- _EXTRAIT FOURNI_:
§

Le nouvel article L. 214-8 du Code de l’action sociale et des familles créé par l’article 1er de la loi dispose que toute personne victime de violences conjugales, entendues au sens de l’article 132-80 du Code pénal, peut bénéficier d’un accompagnement adapté à ses besoins. Deux observations sont à faire à ce niveau.

La première est que l’article 132-80 du Code pénal précité prévoit une aggravation des peines encourues pour un crime, un délit ou une contravention lorsque l’infraction est commise par le ou l’ex-conjoint, concubin ou partenaire lié à la victime par un pacte civil de solidarité, y compris lorsqu’ils ne vivent pas ensemble.

La deuxième est que le texte renvoie à la notion d’accompagnement adapté aux besoins de la victime. Cet accompagnement ne figurait pas dans la proposition de loi initiale et celle adoptée par le Sénat. Il a été ajouté par les députés. Cette notion d’accompagnement devrait être plus large que le bénéfice de l’aide financière d’urgence prévue par la présente loi. Cette aide devrait s’insérer donc par la suite dans l’outil en expérimentation Pack nouveau départ lancé par le ministère de l’égalité, de la diversité et de l’égalité des chances.

3° Que recouvre le dispositif intitulé pack « nouveau départ » ?

§

- _LIGNES AFFICHÉES_:
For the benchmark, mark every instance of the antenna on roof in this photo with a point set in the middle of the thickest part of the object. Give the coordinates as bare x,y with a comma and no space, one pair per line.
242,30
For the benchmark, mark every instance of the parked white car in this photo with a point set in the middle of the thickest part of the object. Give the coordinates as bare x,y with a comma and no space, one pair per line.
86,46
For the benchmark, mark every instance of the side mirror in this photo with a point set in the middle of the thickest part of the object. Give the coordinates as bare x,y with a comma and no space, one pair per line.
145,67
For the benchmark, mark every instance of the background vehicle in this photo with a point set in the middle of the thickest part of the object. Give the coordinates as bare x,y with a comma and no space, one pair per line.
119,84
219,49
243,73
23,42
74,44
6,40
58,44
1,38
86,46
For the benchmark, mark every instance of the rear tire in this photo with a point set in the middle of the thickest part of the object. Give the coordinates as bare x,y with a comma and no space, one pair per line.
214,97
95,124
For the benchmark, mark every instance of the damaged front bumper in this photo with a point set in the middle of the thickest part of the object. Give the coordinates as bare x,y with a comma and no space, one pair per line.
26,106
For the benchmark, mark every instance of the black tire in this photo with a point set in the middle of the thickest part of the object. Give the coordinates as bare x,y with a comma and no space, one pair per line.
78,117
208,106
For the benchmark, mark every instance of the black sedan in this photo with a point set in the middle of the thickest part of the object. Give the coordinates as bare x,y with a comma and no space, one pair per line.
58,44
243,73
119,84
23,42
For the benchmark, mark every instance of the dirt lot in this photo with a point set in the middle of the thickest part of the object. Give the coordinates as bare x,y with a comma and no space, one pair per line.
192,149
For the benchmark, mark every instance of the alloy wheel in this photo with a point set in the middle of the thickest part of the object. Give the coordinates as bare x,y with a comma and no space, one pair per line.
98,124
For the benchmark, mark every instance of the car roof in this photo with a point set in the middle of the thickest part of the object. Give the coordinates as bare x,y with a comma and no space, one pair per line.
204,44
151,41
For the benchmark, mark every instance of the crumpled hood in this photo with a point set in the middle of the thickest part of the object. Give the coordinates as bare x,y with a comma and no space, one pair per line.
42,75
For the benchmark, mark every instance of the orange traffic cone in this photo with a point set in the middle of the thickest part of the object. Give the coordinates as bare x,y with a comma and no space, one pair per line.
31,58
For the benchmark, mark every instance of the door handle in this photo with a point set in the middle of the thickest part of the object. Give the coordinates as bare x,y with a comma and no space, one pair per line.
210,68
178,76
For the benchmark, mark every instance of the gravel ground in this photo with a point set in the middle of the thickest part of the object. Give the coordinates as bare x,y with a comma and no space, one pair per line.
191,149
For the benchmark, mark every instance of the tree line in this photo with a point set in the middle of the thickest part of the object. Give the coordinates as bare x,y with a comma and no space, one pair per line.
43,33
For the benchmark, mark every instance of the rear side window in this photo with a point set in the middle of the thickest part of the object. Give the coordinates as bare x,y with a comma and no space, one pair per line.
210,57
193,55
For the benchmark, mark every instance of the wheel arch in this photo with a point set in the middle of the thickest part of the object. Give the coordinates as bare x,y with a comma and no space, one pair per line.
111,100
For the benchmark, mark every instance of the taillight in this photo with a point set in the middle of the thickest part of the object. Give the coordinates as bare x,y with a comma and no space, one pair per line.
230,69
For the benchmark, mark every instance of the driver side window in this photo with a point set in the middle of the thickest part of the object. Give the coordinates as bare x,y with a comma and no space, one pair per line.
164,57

§

- _ACTIONS DEMANDÉES_:
A – D'après le texte sur l'accompagnement des victimes de violences conjugales, qui a ajouté la notion d'accompagnement adapté aux besoins de la victime ?
B – Reprenez le texte sur l'accompagnement des victimes de violences conjugales à partir de sa dernière phrase.

- _RÉPONSES FOURNIES_:
A – Les députés.

B –
 À côté de la création de cette aide financière d’urgence, il y a un outil d’aide plus global : le pack « nouveau départ ». C’est un nouveau dispositif qui a pour objectif de coordonner l’accompagnement des victimes de violence et d’engager le déblocage rapide des aides auxquelles elles peuvent prétendre. Elle a une portée plus globale que l’aide financière d’urgence traitée par la loi du 28 février 2023. Annoncé par la première ministre le 2 septembre 2022, le déploiement progressif est prévu dès ce premier trimestre 2023.

Tout l’enjeu de cet outil est d’apporter une réponse coordonnée, rapide et individualisée aux besoins des victimes de violences conjugales en vue de faciliter leur départ et leur séparation du conjoint violent et alors qu’on sait qu’environ 7 allers/retours sont nécessaires aux victimes pour quitter définitivement leur conjoint. La grande vulnérabilité des victimes ressort des données disponibles et justifie pleinement cet accompagnement (50 % seulement des victimes ont un emploi, 25 % des femmes dénoncent des violences économiques).

En l’état actuel, de nombreux aides et dispositifs existent au niveau national ou local, mais y accéder s’inscrit dans des délais parfois incompatibles avec le processus de départ. La coordination des acteurs du parcours de sortie de violences est souvent complexe, avec des « ruptures de parcours », entre les différentes sphères (forces de l’ordre et social/justice et social/ social et emploi…). Par ailleurs, il n’y a pas d’identification claire d’un référent en capacité de lever des obstacles en cas de blocage.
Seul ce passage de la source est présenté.